# Source extract:
# The One Thirty Continued



## Sargasso (Apr 21, 2010)

Ha, first tank journal on the new BCA! Thanks to Nicklfire for getting the new site up so fast.

Here are some pics that I had posted before the crash.


----------



## Sargasso (Apr 21, 2010)

*The Sanding is Done!*

I finally finished prettying up the stand for the 130 tonight. I skinned it with some white pine and sanded it to perfection. I went for the clean look on this one, and I'm loving the results.

Black stain tomorrow. I think I'll find some rails and put sliding doors on this stand.

...and cleaning. I have the dustiest apartment of anyone you know


----------



## O.C.D Fishies (Apr 21, 2010)

Wow I love the look of it. Canèt wait to see when it is painted.


----------



## DR1V3N (Apr 22, 2010)

Yes, your apt. is fairly dusty and I saw it before the construction too.. J/K Matt ! Stand is looking sweet. Nice, clean and the edge detail, dude.. you artist. I got a tank warming present that you might be interested in. I picked up some juvie blue zebra cichs and now I'm freaking out because they'll probably out-grow my 20's and 30's in a couple of months. Want? Free? 3 of em, lemme know as I know you'd care for these guys best right now and I'd like nothing better then to see them in a larger tank.


----------



## Sargasso (Apr 21, 2010)

Thanks! I can't wait to get this thing in action.

This place has never been as dusty as it is right now! If the neighbors hated power tools tonight, I'm not going to be making any friends with the vacuum tomorrow 

I'd love to get those blue zebras, they'd be an awesome addition! Thanks a lot!!!!


----------



## `GhostDogg´ (Apr 22, 2010)

WOW!!!
That's a great looking stand!!!
I'm to ashamed to show mine now... Thanks man. 

I'd leave it natural because you did such a great sand job.
Black is nice though, so much more modern looking.


----------



## DR1V3N (Apr 22, 2010)

Ey you bet.. PM me if ever you're in the South Surrey area. Likewise, I'll PM you if I'm around yours. They're about 1-1.5 inch right now eating crushed flakes, bloodworms and sometimes pellets. I'm around Surrey in the evenings during weekdays and most weekends. Around Richmond during the work day.

Lemme know.

Best of luck with the project and thank god I don't live 1 floor down from you. 



Sargasso said:


> Thanks! I can't wait to get this thing in action.
> 
> This place has never been as dusty as it is right now! If the neighbors hated power tools tonight, I'm not going to be making any friends with the vacuum tomorrow
> 
> I'd love to get those blue zebras, they'd be an awesome addition! Thanks a lot!!!!


----------



## Sargasso (Apr 21, 2010)

I'll let you know for sure! Thanks again 

Hahaha, I was kidding about the noise, this is THE most soundproof building I've ever lived in. It's unbelievable, I can blast music in the studio so loud that I can't hear myself speak, and it'll be a low, tolerable volume in the living room. No sound makes it from there to the halls.


----------



## Claudia (Apr 21, 2010)

It looks really nice, u have done areally a nice job on the sanding... looks nice and smooth


----------



## `GhostDogg´ (Apr 22, 2010)

Damn that's a sweet @$$ tank too!!!
I guess I can skin my stand to make it look better.


----------



## Sargasso (Apr 21, 2010)

Finished the last coat of stain tonight!

I'm about to go to bed after doing Monday morning with some European clients, but there's always time to post


----------



## target (Apr 21, 2010)

# Information supplied:

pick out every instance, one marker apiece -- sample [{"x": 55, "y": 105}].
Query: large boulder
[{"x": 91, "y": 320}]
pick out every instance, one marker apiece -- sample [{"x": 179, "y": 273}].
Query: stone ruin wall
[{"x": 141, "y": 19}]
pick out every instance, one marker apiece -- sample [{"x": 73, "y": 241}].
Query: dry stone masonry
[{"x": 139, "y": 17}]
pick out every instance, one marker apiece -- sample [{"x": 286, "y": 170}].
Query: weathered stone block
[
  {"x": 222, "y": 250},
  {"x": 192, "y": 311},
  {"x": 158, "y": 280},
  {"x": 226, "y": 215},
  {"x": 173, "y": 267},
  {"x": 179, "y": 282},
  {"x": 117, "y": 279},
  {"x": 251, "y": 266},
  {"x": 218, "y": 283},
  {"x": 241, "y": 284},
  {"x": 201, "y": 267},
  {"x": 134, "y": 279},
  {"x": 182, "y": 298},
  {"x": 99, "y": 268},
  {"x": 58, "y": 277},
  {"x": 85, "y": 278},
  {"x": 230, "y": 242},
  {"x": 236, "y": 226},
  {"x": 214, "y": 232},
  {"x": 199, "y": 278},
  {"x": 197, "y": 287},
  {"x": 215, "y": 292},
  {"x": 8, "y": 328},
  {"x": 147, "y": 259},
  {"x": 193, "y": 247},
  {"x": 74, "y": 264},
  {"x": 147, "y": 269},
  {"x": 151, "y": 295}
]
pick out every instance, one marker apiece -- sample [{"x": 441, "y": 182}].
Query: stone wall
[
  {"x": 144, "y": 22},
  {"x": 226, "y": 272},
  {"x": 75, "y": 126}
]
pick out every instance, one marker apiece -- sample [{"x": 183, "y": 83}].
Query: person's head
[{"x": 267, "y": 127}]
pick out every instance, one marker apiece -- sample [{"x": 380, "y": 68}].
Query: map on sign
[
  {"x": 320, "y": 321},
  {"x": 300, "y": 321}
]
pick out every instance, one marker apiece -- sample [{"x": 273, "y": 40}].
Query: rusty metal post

# Task requirements:
1 > Show every line of the listing that contains the string "stone".
2 > Take the thread about the aquarium stand further, starting after its final line.
The thread about the aquarium stand and the listing come from unrelated sources.

# Set of answers:
1 >
Query: stone ruin wall
Query: dry stone masonry
Query: weathered stone block
Query: stone wall

2 >
NIce looking stand. Can't wait to see it all come together


----------



## tony1928 (Apr 22, 2010)

Very nice job! How do you find the Minwax combined stain/polyurethane? I like the ease of the one step, but I found even coverage to be a bit more difficult than doing stain and poly in two steps.


----------



## BullDog (Apr 21, 2010)

Wow! Amazing how just a bit of stain can make it look professional! Makes me want to re-think about not finishing my two stands


----------



## Diztrbd1 (Apr 21, 2010)

Very nice work...looking forward to seeing it when it's all done , stocked tank and all.


----------



## Sargasso (Apr 21, 2010)

Thanks everyone, I can't wait to stock this thing up either! Yesterday I set aside 5 Frontosa from IPU 

I found the Minwax worked well, it was a little trickier to get coverage, but after 2 (liberal) coats, I'm really satisfied with the results.

The tank is full of dechlorinator right now, and I'm planning a rockfinding expedition for Saturday. I plan to have everything running this weekend.


----------



## Sargasso (Apr 21, 2010)

Almost there...


----------



## tony1928 (Apr 22, 2010)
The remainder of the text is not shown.